──────── Material shown

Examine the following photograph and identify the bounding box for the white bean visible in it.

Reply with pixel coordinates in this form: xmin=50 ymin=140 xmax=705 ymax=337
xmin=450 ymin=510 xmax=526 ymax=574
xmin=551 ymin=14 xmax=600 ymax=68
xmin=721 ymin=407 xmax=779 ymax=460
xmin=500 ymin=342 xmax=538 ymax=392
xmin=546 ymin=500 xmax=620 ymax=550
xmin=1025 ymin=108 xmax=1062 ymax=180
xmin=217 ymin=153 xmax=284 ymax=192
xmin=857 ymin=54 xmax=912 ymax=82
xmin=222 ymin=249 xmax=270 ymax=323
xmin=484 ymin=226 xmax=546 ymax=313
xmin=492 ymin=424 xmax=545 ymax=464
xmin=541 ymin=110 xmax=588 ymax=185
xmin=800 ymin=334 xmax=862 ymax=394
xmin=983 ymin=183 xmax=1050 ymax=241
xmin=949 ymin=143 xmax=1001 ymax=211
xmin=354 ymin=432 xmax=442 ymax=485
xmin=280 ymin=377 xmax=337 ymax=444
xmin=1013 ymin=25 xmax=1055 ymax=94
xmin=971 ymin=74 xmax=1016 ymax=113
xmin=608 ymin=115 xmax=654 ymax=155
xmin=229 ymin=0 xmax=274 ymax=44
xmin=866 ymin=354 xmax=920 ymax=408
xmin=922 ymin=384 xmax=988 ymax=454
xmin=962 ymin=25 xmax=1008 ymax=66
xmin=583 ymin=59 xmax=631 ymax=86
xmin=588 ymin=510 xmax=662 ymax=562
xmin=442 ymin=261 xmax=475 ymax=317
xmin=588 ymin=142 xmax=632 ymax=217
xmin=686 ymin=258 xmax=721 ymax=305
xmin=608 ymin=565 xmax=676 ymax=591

────────────────

Return all of the lines above, copied exactly, with nothing changed.

Examine the following photograph and identify the bounding box for the white bean visible in it.

Reply with pixel coordinates in this form: xmin=50 ymin=140 xmax=705 ymax=337
xmin=450 ymin=510 xmax=526 ymax=574
xmin=551 ymin=14 xmax=600 ymax=68
xmin=721 ymin=407 xmax=779 ymax=460
xmin=500 ymin=342 xmax=538 ymax=392
xmin=546 ymin=500 xmax=620 ymax=550
xmin=1025 ymin=108 xmax=1062 ymax=180
xmin=217 ymin=153 xmax=284 ymax=192
xmin=857 ymin=54 xmax=912 ymax=82
xmin=222 ymin=249 xmax=270 ymax=323
xmin=484 ymin=226 xmax=546 ymax=313
xmin=492 ymin=424 xmax=545 ymax=464
xmin=541 ymin=110 xmax=588 ymax=185
xmin=800 ymin=334 xmax=862 ymax=394
xmin=983 ymin=183 xmax=1050 ymax=241
xmin=949 ymin=143 xmax=1001 ymax=211
xmin=354 ymin=432 xmax=442 ymax=485
xmin=280 ymin=377 xmax=337 ymax=444
xmin=1013 ymin=25 xmax=1055 ymax=94
xmin=971 ymin=74 xmax=1016 ymax=113
xmin=608 ymin=115 xmax=654 ymax=155
xmin=229 ymin=0 xmax=274 ymax=44
xmin=866 ymin=354 xmax=920 ymax=408
xmin=922 ymin=384 xmax=988 ymax=454
xmin=962 ymin=25 xmax=1008 ymax=66
xmin=583 ymin=59 xmax=631 ymax=86
xmin=588 ymin=510 xmax=662 ymax=562
xmin=442 ymin=261 xmax=475 ymax=317
xmin=588 ymin=142 xmax=632 ymax=217
xmin=686 ymin=258 xmax=721 ymax=305
xmin=608 ymin=565 xmax=676 ymax=591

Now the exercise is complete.